**WHAT IS REQUIRED:** From the line with "the man sitting" down to the final line of the material below, quote every line exactly and leave out all lines before it.

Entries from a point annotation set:

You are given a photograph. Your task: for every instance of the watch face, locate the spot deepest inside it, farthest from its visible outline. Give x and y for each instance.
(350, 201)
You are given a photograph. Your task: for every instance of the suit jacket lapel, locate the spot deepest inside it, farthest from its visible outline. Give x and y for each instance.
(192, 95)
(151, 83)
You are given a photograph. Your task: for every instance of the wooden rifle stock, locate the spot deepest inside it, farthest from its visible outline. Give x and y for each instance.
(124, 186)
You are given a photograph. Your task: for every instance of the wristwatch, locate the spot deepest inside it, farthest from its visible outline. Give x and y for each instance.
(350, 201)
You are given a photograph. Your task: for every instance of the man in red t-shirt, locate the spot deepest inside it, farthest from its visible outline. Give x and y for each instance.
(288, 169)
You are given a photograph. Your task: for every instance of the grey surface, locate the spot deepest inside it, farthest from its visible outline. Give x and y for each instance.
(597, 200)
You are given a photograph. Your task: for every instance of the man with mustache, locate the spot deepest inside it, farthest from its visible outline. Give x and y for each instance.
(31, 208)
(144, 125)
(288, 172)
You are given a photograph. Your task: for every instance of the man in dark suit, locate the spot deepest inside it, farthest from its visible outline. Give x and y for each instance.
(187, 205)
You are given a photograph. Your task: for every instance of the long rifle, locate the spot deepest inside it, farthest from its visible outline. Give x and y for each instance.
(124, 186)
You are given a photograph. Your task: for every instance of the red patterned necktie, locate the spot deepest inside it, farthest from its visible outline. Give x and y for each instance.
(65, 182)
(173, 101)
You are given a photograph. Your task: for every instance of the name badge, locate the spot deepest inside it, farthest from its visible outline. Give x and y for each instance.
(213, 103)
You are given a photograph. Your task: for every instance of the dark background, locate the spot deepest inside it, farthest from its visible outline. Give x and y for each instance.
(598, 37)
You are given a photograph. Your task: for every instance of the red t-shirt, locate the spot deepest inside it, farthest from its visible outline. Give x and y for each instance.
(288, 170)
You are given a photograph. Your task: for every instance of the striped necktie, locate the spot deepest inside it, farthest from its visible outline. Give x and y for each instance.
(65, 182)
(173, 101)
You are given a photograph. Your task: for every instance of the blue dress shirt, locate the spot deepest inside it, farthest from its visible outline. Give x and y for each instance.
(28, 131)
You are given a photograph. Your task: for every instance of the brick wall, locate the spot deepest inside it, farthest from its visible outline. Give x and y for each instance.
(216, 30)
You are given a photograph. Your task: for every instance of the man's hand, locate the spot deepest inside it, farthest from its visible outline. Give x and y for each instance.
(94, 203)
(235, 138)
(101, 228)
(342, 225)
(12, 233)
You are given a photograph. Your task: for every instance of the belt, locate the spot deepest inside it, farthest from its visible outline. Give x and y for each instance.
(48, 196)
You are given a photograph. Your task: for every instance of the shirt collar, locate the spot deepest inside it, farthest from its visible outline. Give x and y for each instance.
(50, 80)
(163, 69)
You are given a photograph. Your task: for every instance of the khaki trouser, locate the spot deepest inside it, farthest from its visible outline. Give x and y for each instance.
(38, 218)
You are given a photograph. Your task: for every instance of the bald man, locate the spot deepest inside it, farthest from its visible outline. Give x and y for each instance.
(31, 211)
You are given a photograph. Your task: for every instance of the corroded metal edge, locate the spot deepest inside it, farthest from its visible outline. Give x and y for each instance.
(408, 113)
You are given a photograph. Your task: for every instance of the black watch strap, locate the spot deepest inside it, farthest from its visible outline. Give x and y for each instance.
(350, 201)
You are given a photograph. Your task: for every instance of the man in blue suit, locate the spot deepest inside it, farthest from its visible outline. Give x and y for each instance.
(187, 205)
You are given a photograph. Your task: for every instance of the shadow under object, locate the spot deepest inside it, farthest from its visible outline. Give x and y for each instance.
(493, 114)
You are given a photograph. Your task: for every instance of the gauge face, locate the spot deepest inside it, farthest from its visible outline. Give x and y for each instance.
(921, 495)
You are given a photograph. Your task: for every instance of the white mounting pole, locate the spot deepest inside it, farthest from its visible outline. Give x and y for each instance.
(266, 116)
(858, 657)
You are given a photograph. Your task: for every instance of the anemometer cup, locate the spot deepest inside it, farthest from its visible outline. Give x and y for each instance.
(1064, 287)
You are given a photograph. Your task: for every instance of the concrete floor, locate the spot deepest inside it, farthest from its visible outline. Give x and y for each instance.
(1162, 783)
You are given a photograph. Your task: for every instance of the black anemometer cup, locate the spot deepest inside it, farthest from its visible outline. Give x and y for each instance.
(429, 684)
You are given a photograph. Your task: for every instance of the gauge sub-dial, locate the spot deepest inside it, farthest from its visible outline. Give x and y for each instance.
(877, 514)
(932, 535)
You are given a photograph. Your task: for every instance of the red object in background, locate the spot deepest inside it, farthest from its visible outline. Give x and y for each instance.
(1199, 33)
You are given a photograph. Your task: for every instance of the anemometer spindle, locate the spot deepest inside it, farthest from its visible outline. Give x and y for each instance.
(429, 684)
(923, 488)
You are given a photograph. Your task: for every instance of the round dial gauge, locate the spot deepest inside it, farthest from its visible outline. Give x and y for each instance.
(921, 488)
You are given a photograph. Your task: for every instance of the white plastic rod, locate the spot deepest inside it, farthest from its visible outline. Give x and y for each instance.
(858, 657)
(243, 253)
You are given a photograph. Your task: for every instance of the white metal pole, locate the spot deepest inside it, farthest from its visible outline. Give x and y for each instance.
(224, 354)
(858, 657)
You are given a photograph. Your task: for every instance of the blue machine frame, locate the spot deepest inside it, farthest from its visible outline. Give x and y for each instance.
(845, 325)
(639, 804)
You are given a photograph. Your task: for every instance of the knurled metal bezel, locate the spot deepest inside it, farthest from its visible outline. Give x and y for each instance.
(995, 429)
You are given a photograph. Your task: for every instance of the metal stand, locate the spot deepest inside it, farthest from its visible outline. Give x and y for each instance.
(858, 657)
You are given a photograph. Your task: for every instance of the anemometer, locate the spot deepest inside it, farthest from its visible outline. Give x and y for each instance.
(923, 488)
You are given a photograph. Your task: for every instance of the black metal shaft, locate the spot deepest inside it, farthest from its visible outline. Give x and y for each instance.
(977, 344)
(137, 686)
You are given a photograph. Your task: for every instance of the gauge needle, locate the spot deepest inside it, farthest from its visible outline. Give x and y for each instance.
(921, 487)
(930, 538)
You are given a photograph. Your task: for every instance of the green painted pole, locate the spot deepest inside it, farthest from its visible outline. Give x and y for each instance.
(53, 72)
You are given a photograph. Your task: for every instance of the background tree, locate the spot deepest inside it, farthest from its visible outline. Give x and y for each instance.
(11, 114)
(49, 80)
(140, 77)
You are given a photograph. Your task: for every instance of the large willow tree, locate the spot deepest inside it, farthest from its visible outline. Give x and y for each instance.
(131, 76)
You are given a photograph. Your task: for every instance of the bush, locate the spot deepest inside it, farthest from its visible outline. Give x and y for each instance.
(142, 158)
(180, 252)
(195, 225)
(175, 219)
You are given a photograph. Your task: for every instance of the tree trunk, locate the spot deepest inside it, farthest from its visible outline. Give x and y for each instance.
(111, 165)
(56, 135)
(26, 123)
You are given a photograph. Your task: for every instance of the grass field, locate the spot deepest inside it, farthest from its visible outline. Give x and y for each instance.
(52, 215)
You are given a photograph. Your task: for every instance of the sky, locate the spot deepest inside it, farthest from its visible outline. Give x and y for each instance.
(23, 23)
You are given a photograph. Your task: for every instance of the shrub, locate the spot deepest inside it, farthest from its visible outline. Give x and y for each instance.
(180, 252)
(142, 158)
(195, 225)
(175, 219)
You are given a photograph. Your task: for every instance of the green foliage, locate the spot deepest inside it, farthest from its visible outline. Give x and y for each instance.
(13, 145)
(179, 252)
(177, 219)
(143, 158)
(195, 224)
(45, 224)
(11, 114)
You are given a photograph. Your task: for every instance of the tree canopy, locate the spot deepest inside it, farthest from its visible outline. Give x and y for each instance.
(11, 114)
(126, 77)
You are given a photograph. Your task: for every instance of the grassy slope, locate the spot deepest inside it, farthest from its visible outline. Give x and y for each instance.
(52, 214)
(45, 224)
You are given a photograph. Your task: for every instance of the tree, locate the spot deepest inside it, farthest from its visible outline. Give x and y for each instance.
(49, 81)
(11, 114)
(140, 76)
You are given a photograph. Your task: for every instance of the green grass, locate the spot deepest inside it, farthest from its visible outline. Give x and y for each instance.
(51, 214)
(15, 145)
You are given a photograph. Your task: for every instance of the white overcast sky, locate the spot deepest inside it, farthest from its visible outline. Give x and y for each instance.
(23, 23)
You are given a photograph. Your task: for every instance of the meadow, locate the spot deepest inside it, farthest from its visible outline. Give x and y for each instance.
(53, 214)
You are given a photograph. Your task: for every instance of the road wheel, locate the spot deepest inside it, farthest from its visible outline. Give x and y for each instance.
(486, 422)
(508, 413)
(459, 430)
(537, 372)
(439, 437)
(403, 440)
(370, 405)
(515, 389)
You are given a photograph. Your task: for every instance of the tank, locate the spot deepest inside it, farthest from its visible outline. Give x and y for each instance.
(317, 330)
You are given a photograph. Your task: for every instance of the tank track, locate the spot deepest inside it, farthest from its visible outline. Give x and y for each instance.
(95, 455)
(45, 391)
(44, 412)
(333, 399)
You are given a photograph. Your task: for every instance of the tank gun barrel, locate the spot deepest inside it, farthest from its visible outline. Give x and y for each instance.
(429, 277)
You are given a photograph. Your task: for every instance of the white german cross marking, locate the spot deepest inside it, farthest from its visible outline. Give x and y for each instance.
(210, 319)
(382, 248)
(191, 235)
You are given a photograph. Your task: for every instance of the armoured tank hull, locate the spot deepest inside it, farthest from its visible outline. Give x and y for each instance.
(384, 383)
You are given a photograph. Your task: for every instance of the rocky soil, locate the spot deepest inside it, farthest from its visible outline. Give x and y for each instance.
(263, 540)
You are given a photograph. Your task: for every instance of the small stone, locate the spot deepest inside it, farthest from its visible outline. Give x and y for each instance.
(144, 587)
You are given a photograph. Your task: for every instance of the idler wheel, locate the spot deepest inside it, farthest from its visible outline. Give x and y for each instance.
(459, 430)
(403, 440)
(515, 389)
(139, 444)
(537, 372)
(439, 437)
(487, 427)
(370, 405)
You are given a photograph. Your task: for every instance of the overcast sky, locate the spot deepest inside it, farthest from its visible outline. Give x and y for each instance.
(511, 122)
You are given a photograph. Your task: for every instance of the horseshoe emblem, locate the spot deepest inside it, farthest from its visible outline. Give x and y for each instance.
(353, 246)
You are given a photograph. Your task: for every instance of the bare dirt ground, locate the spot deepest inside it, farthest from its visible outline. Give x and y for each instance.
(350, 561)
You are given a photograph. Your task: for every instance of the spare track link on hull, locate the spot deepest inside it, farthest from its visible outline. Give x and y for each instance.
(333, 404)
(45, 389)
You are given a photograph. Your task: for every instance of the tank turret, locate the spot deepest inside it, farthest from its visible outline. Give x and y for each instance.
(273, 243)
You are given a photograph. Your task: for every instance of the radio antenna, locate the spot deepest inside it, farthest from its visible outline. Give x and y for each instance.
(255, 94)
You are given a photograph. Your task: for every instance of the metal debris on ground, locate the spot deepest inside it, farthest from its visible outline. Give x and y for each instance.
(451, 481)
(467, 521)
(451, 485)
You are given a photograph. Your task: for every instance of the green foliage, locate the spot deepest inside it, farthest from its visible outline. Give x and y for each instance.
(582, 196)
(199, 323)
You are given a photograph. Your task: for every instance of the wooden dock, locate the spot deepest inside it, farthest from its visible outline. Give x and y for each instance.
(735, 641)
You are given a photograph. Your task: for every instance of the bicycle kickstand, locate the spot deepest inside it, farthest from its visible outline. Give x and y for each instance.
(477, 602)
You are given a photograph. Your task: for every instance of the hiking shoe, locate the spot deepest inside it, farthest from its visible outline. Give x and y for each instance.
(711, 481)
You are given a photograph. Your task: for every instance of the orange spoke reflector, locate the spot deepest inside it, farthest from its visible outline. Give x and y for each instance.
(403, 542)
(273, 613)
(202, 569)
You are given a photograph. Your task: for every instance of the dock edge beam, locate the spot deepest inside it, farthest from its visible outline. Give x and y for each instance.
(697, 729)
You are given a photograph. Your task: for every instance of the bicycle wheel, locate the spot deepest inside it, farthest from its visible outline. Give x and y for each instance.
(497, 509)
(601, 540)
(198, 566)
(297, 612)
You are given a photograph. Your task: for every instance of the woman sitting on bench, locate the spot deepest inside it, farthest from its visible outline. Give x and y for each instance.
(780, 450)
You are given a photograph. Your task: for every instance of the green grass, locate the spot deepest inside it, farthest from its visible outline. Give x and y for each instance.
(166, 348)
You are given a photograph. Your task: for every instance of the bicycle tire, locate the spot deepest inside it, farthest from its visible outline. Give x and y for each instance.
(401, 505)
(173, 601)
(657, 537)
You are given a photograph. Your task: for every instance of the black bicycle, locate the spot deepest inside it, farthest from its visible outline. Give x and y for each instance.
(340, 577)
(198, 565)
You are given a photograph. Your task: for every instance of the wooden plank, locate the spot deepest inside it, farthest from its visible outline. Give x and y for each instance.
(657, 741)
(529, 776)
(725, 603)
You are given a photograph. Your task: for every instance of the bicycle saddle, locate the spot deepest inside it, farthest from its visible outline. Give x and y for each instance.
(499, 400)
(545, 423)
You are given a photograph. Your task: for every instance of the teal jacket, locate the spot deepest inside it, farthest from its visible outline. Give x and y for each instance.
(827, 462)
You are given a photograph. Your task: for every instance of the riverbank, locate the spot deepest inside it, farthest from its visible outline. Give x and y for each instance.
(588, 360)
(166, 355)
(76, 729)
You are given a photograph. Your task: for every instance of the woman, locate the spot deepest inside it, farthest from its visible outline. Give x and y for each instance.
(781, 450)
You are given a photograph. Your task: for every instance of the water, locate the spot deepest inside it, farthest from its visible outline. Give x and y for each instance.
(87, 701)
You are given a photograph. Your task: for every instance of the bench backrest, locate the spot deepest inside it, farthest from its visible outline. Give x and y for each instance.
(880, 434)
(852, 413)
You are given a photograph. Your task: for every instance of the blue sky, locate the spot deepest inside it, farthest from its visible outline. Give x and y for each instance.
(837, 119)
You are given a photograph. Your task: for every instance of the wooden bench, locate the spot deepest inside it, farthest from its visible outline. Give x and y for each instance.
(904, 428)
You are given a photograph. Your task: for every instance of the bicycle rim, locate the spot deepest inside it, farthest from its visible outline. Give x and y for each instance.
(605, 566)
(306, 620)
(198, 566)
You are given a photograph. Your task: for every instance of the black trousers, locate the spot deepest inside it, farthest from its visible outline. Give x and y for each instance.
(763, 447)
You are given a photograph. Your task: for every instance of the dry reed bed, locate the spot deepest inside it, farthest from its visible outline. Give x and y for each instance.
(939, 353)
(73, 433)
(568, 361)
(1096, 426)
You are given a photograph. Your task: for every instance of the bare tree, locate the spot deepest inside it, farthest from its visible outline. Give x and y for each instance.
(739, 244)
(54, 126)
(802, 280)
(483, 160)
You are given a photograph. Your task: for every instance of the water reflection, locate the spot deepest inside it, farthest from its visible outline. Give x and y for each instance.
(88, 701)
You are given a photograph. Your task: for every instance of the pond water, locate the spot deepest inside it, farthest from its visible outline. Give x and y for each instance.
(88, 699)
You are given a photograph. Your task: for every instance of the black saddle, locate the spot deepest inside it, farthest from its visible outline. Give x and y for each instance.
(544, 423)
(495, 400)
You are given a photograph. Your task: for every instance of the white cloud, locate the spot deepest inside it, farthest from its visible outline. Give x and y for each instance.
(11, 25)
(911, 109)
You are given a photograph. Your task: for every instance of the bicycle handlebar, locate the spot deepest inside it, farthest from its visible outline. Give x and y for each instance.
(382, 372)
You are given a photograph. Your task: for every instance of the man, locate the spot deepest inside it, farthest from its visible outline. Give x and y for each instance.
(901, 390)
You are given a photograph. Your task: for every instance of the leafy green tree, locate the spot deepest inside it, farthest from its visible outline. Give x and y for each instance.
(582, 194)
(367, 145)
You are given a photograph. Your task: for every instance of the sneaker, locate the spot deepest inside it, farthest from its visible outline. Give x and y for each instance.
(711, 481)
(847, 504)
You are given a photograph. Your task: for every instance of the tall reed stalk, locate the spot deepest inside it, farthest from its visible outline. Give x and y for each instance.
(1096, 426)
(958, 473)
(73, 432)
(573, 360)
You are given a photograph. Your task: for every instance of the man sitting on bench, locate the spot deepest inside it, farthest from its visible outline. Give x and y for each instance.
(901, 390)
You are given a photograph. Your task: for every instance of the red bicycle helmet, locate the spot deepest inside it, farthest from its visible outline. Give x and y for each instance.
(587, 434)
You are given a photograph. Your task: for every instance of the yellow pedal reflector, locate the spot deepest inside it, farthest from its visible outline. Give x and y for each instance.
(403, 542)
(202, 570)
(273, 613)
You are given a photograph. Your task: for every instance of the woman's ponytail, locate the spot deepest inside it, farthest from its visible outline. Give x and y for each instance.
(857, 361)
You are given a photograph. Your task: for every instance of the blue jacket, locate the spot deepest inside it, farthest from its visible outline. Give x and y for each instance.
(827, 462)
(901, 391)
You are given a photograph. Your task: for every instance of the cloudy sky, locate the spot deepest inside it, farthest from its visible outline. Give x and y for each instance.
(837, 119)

**FULL RESPONSE:**
You are given a photograph. Your task: for every instance of the man sitting on bench, locate the spot deepest inside it, farthest from its visible outline. Give x and y for each instance.
(901, 390)
You are given a photograph. Your task: for every instance of the red bicycle helmet, locate the spot deepest inside it, farthest from its visible outline. Give x and y for each instance.
(587, 434)
You are given a photograph. Your task: for every instance of the yellow pedal reflector, locate the spot deepest inside it, farthest from its visible outline. Give x and y for each instance.
(403, 542)
(202, 570)
(273, 613)
You are given a photograph. Your task: for every instance of the woman's ponytail, locate the spot deepest inside it, farthest from its visible outline. Give x and y for each instance.
(857, 361)
You are given a photograph. Your task: for every instance of the blue jacket, locate the spot deepest inside it, farthest from its visible outline. Give x and y for each instance.
(827, 462)
(901, 391)
You are given a photograph. Your task: for every instance of the cloudy sky, locate the spot deepest inside it, farthest from its visible outline. Give x and y for each instance.
(837, 119)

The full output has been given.